Below are some entries; set them all down exactly.
═══ Input for this task ═══
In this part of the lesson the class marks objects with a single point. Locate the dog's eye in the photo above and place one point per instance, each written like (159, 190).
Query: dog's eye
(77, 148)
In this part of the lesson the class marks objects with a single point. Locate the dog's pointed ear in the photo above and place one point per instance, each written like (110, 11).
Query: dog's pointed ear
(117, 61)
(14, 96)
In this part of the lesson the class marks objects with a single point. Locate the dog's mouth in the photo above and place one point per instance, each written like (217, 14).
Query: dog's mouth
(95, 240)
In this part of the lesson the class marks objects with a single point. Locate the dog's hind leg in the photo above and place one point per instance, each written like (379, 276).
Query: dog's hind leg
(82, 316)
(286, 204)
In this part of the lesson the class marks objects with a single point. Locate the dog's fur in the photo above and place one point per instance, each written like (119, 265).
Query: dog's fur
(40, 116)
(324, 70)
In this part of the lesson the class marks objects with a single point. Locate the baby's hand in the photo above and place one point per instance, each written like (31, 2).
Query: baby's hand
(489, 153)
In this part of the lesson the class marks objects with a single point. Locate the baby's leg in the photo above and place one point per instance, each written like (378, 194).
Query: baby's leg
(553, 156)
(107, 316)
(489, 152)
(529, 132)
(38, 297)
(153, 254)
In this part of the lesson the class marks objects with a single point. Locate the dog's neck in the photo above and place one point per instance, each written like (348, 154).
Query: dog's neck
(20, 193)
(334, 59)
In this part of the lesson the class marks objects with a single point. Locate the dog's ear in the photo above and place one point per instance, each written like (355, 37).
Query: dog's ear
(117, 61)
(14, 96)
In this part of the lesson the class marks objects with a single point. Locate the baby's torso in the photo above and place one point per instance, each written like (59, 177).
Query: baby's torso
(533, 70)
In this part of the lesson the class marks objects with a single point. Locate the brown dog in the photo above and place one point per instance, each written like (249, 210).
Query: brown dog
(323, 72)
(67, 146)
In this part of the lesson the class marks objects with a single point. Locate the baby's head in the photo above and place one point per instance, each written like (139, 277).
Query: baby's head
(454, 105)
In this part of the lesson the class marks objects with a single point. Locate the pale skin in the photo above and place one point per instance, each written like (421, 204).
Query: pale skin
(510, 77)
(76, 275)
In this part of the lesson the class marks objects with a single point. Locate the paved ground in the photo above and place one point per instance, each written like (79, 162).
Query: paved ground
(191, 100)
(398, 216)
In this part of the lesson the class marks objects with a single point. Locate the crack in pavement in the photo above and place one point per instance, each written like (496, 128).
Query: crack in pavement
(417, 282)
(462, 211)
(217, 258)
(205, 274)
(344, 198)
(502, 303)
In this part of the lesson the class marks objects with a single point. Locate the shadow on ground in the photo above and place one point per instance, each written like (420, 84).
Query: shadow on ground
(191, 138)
═══
Answer section:
In this part of the lesson the class marks objects with a single point. Locate the dog's eye in the photo above and place one point per instance, each written like (159, 190).
Query: dog's eye
(77, 148)
In this part of the lesson the class marks objects with a single point. Locate the dog's pointed ear in the photo above and place one point per instance, each written like (110, 11).
Query: dog's pointed ear
(117, 61)
(14, 96)
In this part of the lesson the class marks objects with a single point. Locate the dog's mouth in the photo above and place one point per instance, each written like (217, 14).
Query: dog's mouth
(95, 240)
In this part of the lesson the class marks objects with a single point. Locate the dog's hind leg in the photo above and place one point per instance, each written like (379, 276).
Query: dog's hind leg
(82, 316)
(286, 204)
In this part of the lesson the class marks objects with a single point. Locate the dog's fur in the photo above and place one point per instance, each written like (119, 265).
Query: dog's fur
(40, 116)
(324, 70)
In this part of the lesson the class marks objects with a single point. Locate the baby's hand in the photo above and place one point per instance, each written like (31, 2).
Query: baby's hand
(489, 153)
In this part of the lesson the class marks objects with a single point. Locate the baby's leg in the photo above and place one point per instance, each written like (378, 194).
Query: baby's leg
(553, 156)
(107, 316)
(489, 152)
(529, 132)
(38, 297)
(153, 254)
In this part of the lesson the class marks objects with a single point. Locate the dog's neck in the photo above and place one point per instance, each written like (348, 154).
Query: dog's neck
(20, 193)
(334, 59)
In this part of the lesson the class marks objects with a single point. Locate the dog's ear in the photo above and place one point per instance, each written like (355, 37).
Query: dog's ear
(117, 61)
(14, 96)
In this part of the lesson the class marks objects with a single point. Locate the baby's torso in the photo above and place one point per instance, each written like (59, 177).
Query: baby's torso
(533, 70)
In this part of the lesson the class marks objects with a single point. Locate the brown dog in the photo above and place one point per instance, each written like (249, 210).
Query: brown dog
(323, 72)
(67, 146)
In this part of the lesson the class marks objects with a single point. Locate the baby's head in the photo above and place one point per instance, each written like (139, 277).
Query: baby's head
(454, 105)
In this part of the lesson the class marks objects with a single point. Locate the pale skin in the photo above and place one point per instance, each written like (421, 204).
Query: pale skin
(510, 77)
(76, 275)
In this part of the lesson the class marks objects with a single point. Locate the paved ground in the photo above and place one point per instance, each written like (79, 162).
Query: paved ground
(191, 100)
(398, 216)
In this part of the lesson the class marks objects with a single point. Locate the crack in pavement in the photo above and place one point per instance, each written like (496, 128).
Query: crack in pavement
(417, 282)
(462, 211)
(217, 258)
(205, 274)
(344, 198)
(502, 303)
In this part of the lesson the class marks objects with a single point. Locate the shadow on ground in the photo above and place one point per instance, each written like (420, 84).
Query: shadow on ground
(191, 138)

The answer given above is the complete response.